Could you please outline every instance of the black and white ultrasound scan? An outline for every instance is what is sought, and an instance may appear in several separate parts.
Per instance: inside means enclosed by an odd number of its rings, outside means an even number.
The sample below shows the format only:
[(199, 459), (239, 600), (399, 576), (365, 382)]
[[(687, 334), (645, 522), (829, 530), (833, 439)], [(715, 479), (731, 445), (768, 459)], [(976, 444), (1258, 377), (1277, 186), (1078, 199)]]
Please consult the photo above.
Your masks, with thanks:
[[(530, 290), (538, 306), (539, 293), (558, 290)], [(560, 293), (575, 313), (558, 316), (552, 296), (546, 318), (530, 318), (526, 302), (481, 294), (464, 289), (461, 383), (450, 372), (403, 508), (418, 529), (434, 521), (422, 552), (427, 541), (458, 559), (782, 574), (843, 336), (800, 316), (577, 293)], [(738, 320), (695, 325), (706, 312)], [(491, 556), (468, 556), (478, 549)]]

- - -

Task details: Turn the records above into a numbered list, leaving out any blank lines.

Finished task:
1. Could you please outline every instance of the black and white ultrasound scan? An outline for every instance is what is sought, and an instance may appear in several separate parts.
2. Per instance: inside means enclosed by an odd number of its rings, outside means an even number.
3. The sample below shows the format only:
4. [(199, 459), (239, 600), (399, 576), (365, 382)]
5. [[(687, 334), (645, 522), (829, 530), (833, 439)], [(715, 479), (731, 445), (768, 459)], [(976, 444), (1258, 377), (1277, 186), (1078, 199)]]
6. Please consult the photo above.
7. Your masks, with thanks:
8. [[(530, 290), (538, 306), (539, 293), (558, 290)], [(560, 293), (575, 313), (558, 316), (552, 296), (546, 318), (530, 318), (526, 302), (481, 294), (464, 289), (461, 383), (450, 372), (403, 508), (418, 529), (434, 521), (422, 552), (427, 541), (458, 559), (782, 574), (843, 336), (800, 316), (577, 293)], [(738, 320), (695, 325), (706, 312)], [(491, 556), (468, 556), (478, 549)]]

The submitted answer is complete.